Исходный текст
※ ※ ※

Мы договорились, что он только представит меня Бялику, а затем оставит меня с ним. Он согласился с таким условием. Бялик жил недалеко. Был послеполуденный час, где-то между четырьмя и пятью. «В это время, – сказал Перельман, – к нему удобно прийти». Перельман сдержал слово: представил меня – и испарился. Я коротко рассказал Бялику суть дела и сказал, что я не хочу от него никакой рекомендации, а просто пользуюсь предложением моего друга, господина Перельмана, познакомиться с ним. Он задал мне несколько вопросов о моем учебном пути – поговорил немного о различиях в системах обучения воложинской и тельшайской йешив. На вопрос Бялика, почему я отказываюсь от рекомендации, не потому ли, что я не уверен, что он мне ее даст? – я ответил: «Нет, по другой причине: я не уверен, что она поможет. По словам господина Перельмана, жена этого богача ведет переговоры с другим учителем. А в таких ситуациях мнение жены становится решающим. И я не думаю, что этого еврея можно переубедить одним лишь письмом от Бялика…» Бялик засмеялся и согласился. И лишь добавил: «Если будет нужно, дам тебе рекомендацию с большим удовольствием. Мне ясно одно: ты учил Тору. Для меня этого достаточно».
На следующий день Перельман встретился с Дунаевским. Господин Дунаевский пригласил меня приехать в Лохвицу. Даже если его жена уже пригласила учителя, он готов в любом случае взять ответственность за поиск работы для меня: у них в городе есть талмуд-тора{523} – и там нужен учитель русского языка и арифметики, есть школа для девочек – там нужен учитель иврита и истории Израиля. И еще у меня будут частные уроки.

※ ※ ※

Задания
**a)** Соответствуют ли исходному тексту утверждения: (i) Перельман остался присутствовать при разговоре с Бяликом; (ii) от рекомендации Бялика отказались, потому что не были уверены, что она поможет; (iii) в талмуд-торе Лохвицы нужен учитель иврита? Для каждого ответьте «да» или «нет» и приведите решающие слова текста точной цитатой.
**b)** Выпишите из записей каждую строку, где встречается слово «chair». Регистр учитывается.

[Строки из набора данных для указания точек]

※ ※ ※

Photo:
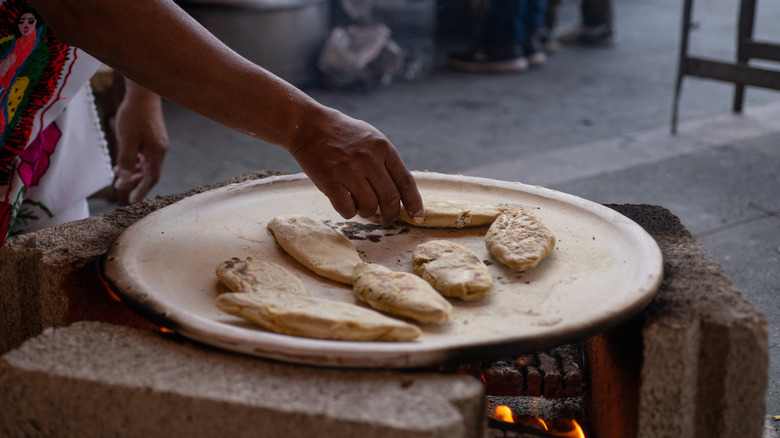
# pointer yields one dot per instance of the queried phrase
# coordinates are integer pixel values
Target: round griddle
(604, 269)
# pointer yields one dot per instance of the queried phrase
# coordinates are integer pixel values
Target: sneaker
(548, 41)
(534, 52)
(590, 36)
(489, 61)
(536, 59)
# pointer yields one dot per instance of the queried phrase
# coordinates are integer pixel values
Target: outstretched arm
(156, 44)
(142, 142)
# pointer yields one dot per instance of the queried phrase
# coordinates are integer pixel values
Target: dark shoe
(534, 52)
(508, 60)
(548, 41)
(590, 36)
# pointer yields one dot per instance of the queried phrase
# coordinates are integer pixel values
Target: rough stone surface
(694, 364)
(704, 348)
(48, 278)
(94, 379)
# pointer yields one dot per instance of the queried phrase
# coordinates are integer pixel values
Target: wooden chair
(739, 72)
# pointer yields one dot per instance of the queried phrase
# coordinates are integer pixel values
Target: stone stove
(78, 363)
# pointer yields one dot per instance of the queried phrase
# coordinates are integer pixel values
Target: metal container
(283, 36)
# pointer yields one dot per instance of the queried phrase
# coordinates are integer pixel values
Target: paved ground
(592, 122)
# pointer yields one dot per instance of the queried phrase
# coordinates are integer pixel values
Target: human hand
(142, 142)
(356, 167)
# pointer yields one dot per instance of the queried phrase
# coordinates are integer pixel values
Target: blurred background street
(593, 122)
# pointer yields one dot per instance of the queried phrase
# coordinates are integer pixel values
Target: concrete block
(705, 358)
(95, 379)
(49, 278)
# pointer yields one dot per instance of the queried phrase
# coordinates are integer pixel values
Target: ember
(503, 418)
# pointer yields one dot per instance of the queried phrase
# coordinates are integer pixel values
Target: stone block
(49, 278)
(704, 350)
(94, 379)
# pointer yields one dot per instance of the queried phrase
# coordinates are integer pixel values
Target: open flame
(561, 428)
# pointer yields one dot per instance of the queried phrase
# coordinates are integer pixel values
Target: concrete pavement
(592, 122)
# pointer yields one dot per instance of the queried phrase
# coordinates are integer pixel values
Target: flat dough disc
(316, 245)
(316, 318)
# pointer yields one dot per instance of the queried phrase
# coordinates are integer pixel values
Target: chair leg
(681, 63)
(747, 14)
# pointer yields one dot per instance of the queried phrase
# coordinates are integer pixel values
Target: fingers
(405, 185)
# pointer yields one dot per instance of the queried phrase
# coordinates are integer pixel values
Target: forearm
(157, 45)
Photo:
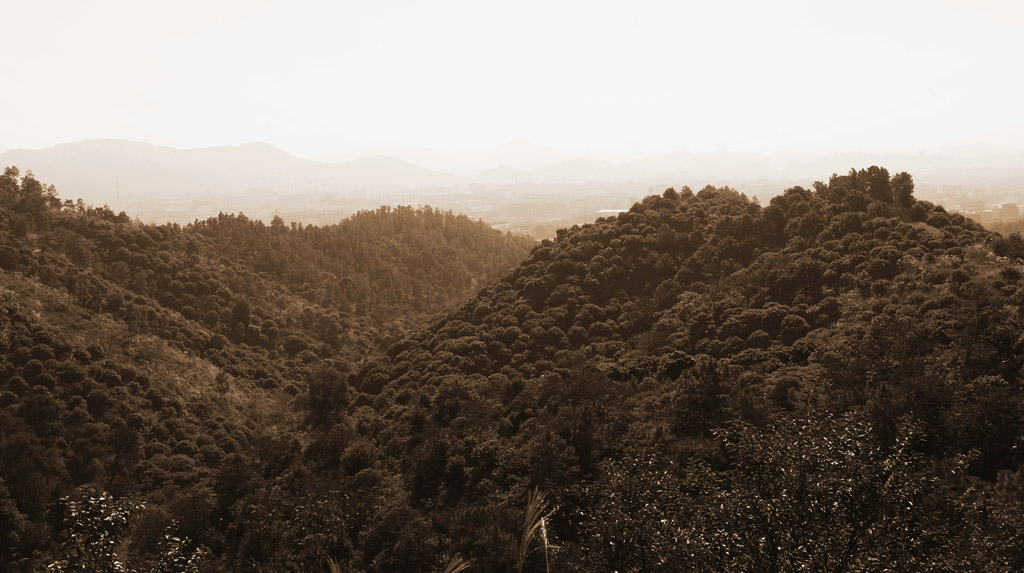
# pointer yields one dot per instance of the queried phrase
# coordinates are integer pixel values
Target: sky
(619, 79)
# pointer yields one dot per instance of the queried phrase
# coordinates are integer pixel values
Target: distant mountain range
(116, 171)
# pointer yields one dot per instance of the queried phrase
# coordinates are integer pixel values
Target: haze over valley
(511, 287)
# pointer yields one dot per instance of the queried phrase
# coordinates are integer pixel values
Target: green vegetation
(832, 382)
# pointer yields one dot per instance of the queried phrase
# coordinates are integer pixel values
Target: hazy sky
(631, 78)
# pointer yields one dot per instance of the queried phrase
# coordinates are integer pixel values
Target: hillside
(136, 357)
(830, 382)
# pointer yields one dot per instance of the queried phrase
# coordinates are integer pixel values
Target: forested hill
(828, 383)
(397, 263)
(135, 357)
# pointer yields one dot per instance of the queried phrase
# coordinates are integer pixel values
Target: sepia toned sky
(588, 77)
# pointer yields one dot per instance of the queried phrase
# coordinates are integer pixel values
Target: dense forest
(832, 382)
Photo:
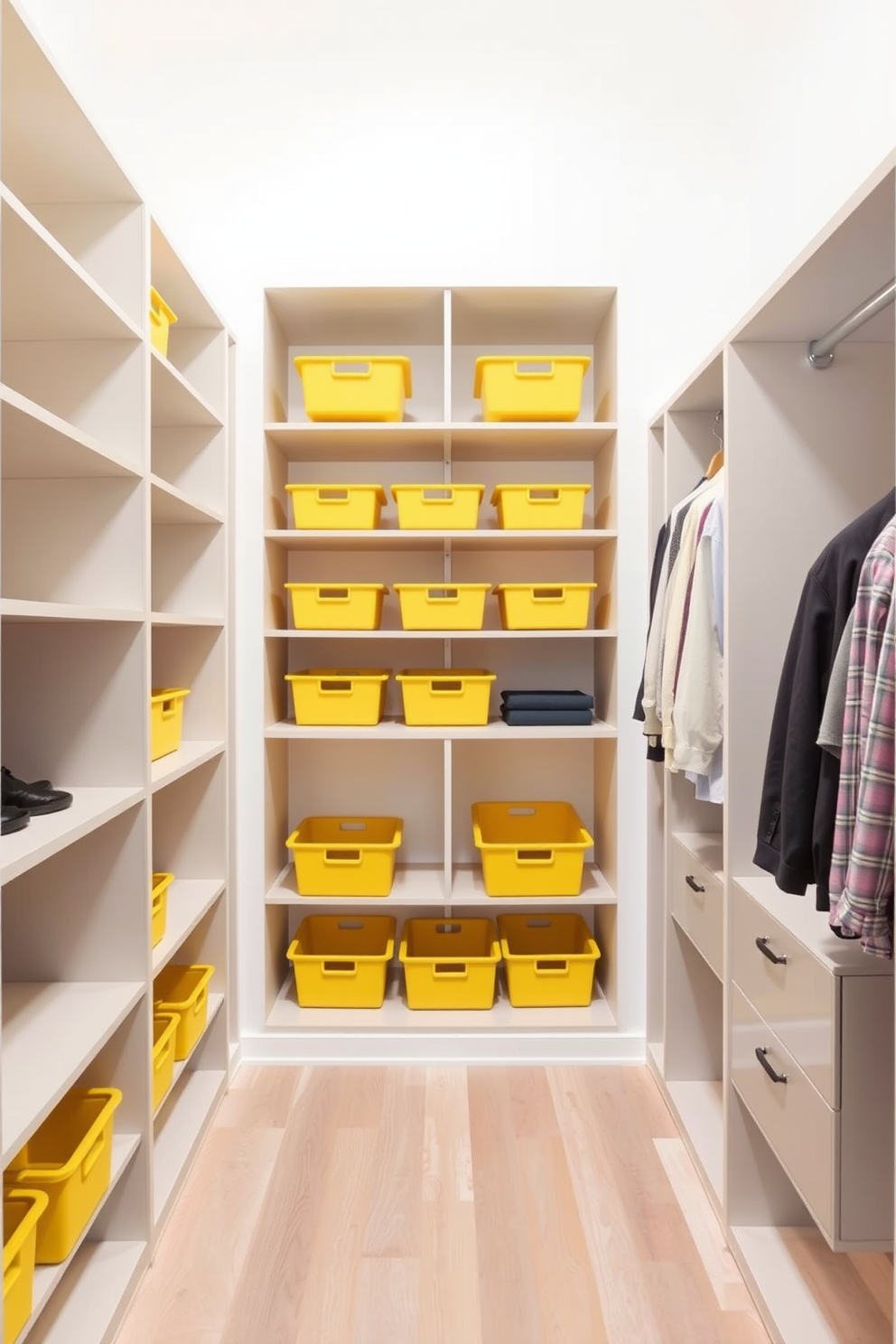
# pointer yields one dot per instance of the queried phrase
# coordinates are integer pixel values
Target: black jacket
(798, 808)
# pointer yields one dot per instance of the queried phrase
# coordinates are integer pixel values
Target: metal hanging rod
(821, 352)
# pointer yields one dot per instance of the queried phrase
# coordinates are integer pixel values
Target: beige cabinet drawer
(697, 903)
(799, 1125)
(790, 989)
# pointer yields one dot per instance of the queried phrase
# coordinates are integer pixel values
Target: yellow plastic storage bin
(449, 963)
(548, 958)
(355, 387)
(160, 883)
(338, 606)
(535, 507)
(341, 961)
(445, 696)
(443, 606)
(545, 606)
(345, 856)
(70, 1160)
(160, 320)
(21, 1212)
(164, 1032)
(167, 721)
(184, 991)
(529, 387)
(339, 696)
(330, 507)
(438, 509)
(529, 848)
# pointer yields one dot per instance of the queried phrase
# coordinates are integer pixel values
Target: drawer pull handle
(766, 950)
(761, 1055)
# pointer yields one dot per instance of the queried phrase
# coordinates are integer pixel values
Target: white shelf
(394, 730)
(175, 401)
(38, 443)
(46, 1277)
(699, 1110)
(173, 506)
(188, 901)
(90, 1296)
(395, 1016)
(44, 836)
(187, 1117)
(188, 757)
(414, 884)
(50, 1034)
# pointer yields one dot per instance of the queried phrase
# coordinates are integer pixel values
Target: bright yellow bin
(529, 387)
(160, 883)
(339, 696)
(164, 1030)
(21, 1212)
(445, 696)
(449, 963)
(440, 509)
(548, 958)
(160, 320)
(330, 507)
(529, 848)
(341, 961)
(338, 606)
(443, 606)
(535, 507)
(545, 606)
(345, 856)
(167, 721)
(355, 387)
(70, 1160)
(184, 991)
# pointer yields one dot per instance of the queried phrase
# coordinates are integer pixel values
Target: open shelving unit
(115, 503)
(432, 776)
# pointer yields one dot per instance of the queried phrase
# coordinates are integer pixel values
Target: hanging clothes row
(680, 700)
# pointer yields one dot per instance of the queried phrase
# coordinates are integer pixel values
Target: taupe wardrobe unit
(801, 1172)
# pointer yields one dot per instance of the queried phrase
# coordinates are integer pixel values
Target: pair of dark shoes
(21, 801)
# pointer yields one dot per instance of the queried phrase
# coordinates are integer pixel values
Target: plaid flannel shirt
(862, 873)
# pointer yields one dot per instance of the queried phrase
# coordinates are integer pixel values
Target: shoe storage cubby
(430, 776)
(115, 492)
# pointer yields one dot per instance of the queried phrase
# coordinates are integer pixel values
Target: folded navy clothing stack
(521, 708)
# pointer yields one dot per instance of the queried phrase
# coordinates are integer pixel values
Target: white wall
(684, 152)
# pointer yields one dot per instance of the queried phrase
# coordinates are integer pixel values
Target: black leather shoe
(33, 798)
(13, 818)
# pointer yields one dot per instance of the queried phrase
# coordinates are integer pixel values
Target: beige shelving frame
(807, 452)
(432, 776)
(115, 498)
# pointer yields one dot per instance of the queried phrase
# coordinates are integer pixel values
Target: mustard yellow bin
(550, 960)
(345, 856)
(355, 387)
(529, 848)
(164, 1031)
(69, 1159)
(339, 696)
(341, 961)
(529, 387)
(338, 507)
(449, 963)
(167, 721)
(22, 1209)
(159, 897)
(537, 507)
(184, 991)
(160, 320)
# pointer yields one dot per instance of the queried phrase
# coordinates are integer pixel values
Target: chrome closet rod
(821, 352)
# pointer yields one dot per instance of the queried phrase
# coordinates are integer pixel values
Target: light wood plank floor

※ ※ ※

Ответы
**a)**
(i) Нет: «представил меня – и испарился».
(ii) Да: «я не уверен, что она поможет».
(iii) Нет: «там нужен учитель русского языка и арифметики».

**b)**
Target: wooden chair
Target: chair leg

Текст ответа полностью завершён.